### Task set
[1] In the genealogy essay, until when did Bethlehem Church hold sermons in German?
[2] Please reproduce the genealogy essay word for word, everything from "Tag Archives: Linda" down to "memorized and retold.".

Tag Archives: Linda Claire Hess Groshans

47% German

47

Linda Claire in German mountain climber outfit 1959

I have done genealogy research long enough to realize that this passion of mine is viewed by some folks as quite boring. But, I have always had a preoccupation and interest in where I came from and who my ancestors were. I am born to be a story teller and so I wanted to know the stories of my own roots and my own family history. These stories showed me a pathway to the social and cultural history of my ancestors. They were stories that I memorized and retold.

At a very early age, I begged my mother to tell me the stories of our family. She related the stories of her childhood during the Great Depression and how her grandmother immigrated to America from Germany. OK, I decided, I am of a clear German heritage.

Well, this made sense. After all, all our Christmas cookies were from our German recipes … lebkuchen and springle’s are still my favorite. My Grandmother used German words for household items. Well, correction, I thought she was using all German words. For instance, when she wanted us to get our bumbershoots and we understood that to mean we were to bring our umbrellas, it turns out that the word bumbershoot is from the USA. The first known use of the word was not even until 1876.

One of our family favorite side dishes were German kniffles. Yes, that is a true variation of the word spatzen. Our family was Sud Deutsch. Southern Germany. So, there were some words common to that region that were not generally used elsewhere.

Ann Arbor was settled in part by a large German community. My family was a part of that settlement. Bethlehem Church, where we attended worship, continued sermons in German into the mid-60’s.

Our family sang together. I learned a special yodeling song from my mother. We often sang songs in German. On a family car ride we might sing,”Du, du, liegest mir am Herzen, du, du, liegest mir im Zinn”. At Christmas, our Ann Arbor church on 4th Avenue sang some German carols.

### Study material
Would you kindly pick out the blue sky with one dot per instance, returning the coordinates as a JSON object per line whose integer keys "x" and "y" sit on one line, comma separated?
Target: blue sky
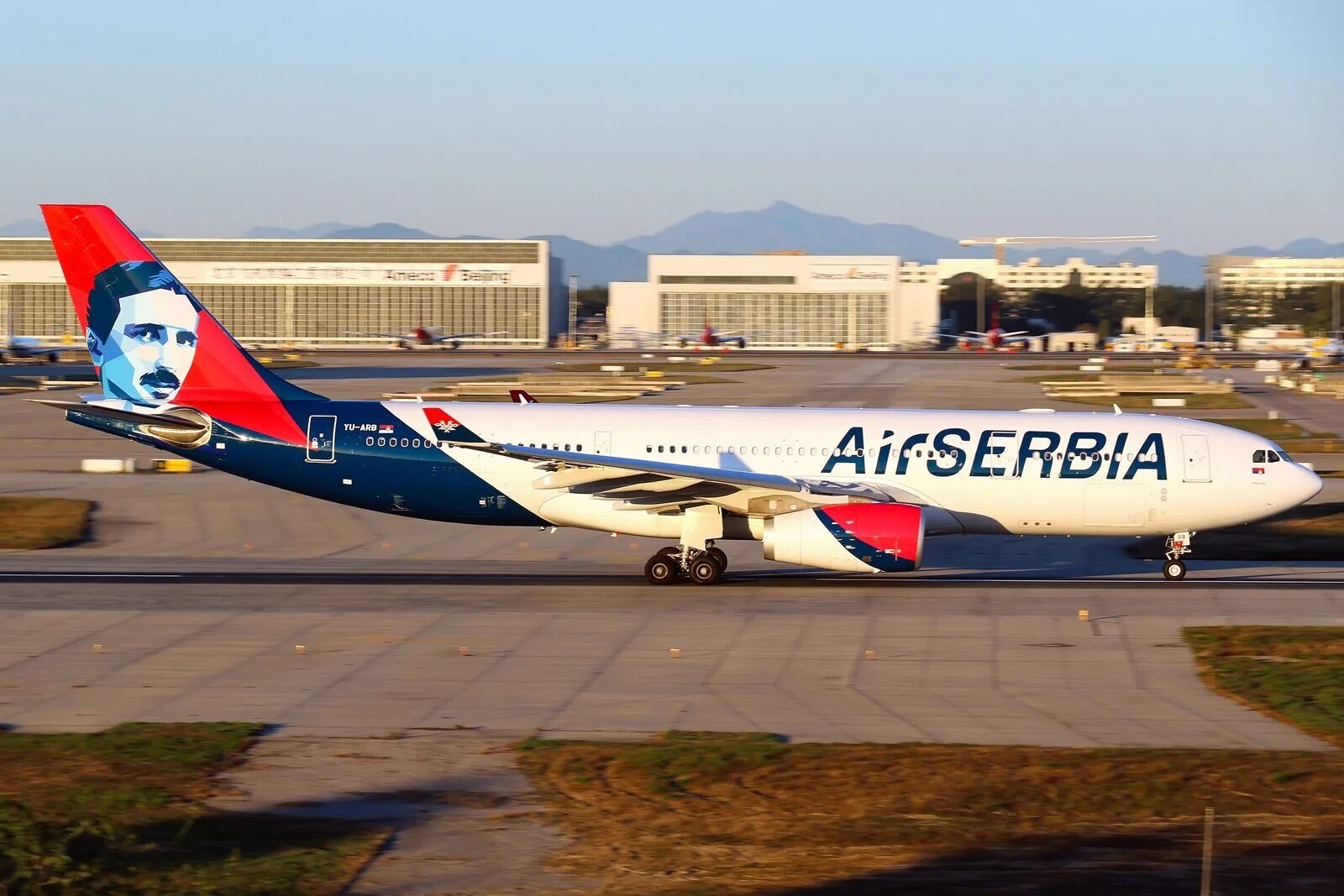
{"x": 1211, "y": 123}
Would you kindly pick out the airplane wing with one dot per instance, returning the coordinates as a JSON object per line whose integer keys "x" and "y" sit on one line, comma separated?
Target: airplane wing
{"x": 444, "y": 338}
{"x": 659, "y": 485}
{"x": 355, "y": 332}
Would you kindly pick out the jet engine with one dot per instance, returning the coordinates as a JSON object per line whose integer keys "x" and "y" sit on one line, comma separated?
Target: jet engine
{"x": 850, "y": 537}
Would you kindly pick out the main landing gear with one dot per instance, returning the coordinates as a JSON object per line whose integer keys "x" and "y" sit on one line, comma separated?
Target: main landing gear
{"x": 701, "y": 567}
{"x": 1178, "y": 546}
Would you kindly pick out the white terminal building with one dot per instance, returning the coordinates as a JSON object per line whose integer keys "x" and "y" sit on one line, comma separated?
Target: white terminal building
{"x": 315, "y": 291}
{"x": 795, "y": 300}
{"x": 1272, "y": 275}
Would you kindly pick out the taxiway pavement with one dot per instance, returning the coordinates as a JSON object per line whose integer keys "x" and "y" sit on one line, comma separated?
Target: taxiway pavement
{"x": 198, "y": 590}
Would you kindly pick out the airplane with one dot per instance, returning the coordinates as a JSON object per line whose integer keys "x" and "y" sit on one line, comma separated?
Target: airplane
{"x": 846, "y": 490}
{"x": 1323, "y": 352}
{"x": 31, "y": 348}
{"x": 429, "y": 336}
{"x": 995, "y": 338}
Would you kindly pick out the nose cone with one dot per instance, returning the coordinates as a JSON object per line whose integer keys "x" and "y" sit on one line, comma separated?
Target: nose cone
{"x": 1303, "y": 486}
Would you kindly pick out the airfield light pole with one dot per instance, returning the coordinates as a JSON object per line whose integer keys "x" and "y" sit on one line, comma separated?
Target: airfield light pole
{"x": 1148, "y": 316}
{"x": 1209, "y": 307}
{"x": 575, "y": 309}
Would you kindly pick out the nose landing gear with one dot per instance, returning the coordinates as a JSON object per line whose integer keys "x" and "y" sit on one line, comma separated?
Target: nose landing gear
{"x": 1178, "y": 546}
{"x": 701, "y": 567}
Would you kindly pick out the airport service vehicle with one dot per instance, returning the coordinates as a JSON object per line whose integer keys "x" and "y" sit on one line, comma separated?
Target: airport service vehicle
{"x": 846, "y": 490}
{"x": 429, "y": 336}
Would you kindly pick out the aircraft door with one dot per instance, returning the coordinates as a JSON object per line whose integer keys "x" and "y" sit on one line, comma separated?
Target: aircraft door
{"x": 1195, "y": 456}
{"x": 322, "y": 439}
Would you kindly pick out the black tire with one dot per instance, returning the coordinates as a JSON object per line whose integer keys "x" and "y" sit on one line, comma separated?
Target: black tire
{"x": 706, "y": 570}
{"x": 675, "y": 557}
{"x": 660, "y": 570}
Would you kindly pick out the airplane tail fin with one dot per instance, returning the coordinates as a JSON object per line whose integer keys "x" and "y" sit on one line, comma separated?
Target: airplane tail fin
{"x": 152, "y": 342}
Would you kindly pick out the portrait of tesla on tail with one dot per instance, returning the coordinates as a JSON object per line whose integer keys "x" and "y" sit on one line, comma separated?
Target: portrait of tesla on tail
{"x": 141, "y": 332}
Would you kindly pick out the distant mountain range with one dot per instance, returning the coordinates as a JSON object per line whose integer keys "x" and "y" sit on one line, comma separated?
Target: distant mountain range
{"x": 780, "y": 226}
{"x": 786, "y": 226}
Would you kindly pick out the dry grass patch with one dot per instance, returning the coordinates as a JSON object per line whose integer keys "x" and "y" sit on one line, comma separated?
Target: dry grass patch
{"x": 29, "y": 523}
{"x": 709, "y": 813}
{"x": 1307, "y": 532}
{"x": 1292, "y": 672}
{"x": 123, "y": 812}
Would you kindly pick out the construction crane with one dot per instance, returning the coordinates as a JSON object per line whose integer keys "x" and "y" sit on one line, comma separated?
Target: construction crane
{"x": 1000, "y": 244}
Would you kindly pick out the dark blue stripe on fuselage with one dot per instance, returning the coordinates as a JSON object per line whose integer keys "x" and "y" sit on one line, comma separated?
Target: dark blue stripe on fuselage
{"x": 420, "y": 483}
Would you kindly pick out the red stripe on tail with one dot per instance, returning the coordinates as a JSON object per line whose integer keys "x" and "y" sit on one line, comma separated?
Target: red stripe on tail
{"x": 152, "y": 342}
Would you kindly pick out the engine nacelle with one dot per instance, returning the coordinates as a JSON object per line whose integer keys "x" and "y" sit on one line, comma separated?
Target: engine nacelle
{"x": 850, "y": 537}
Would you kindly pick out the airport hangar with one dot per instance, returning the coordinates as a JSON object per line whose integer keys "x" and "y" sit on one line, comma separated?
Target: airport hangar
{"x": 795, "y": 300}
{"x": 315, "y": 291}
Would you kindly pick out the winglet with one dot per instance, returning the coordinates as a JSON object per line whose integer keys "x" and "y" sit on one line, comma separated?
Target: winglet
{"x": 448, "y": 429}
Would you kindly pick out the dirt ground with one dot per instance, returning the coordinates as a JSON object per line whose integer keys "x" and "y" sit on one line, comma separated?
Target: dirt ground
{"x": 457, "y": 804}
{"x": 739, "y": 815}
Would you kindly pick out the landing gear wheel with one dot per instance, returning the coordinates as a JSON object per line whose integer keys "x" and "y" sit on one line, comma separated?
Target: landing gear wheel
{"x": 660, "y": 570}
{"x": 706, "y": 570}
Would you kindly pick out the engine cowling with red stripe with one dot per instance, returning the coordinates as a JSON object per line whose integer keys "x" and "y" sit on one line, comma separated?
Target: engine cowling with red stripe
{"x": 848, "y": 537}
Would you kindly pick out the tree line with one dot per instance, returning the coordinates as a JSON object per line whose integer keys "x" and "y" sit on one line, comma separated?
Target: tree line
{"x": 1102, "y": 309}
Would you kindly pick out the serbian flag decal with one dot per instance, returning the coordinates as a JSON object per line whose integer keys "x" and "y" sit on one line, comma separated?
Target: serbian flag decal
{"x": 447, "y": 429}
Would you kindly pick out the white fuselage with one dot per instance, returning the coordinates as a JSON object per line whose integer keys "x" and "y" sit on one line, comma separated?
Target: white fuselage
{"x": 978, "y": 472}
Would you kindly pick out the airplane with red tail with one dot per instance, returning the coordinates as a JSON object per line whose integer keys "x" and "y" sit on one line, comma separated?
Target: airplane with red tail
{"x": 840, "y": 488}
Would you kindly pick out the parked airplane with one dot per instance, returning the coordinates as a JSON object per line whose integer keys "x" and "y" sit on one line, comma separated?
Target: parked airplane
{"x": 995, "y": 338}
{"x": 843, "y": 488}
{"x": 1323, "y": 354}
{"x": 429, "y": 336}
{"x": 31, "y": 348}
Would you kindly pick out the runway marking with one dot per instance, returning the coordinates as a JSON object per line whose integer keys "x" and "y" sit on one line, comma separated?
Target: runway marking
{"x": 624, "y": 580}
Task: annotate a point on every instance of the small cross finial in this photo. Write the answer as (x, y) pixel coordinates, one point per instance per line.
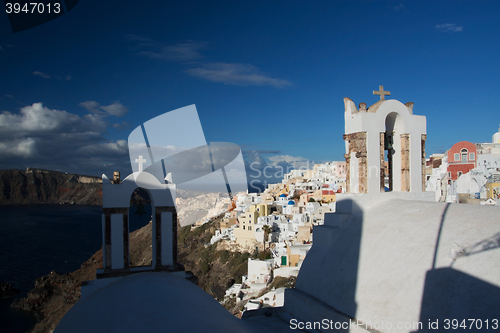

### Answers given
[1] Into the mid-60’s.

[2]
Tag Archives: Linda Claire Hess Groshans

47% German

47

Linda Claire in German mountain climber outfit 1959

I have done genealogy research long enough to realize that this passion of mine is viewed by some folks as quite boring. But, I have always had a preoccupation and interest in where I came from and who my ancestors were. I am born to be a story teller and so I wanted to know the stories of my own roots and my own family history. These stories showed me a pathway to the social and cultural history of my ancestors. They were stories that I memorized and retold.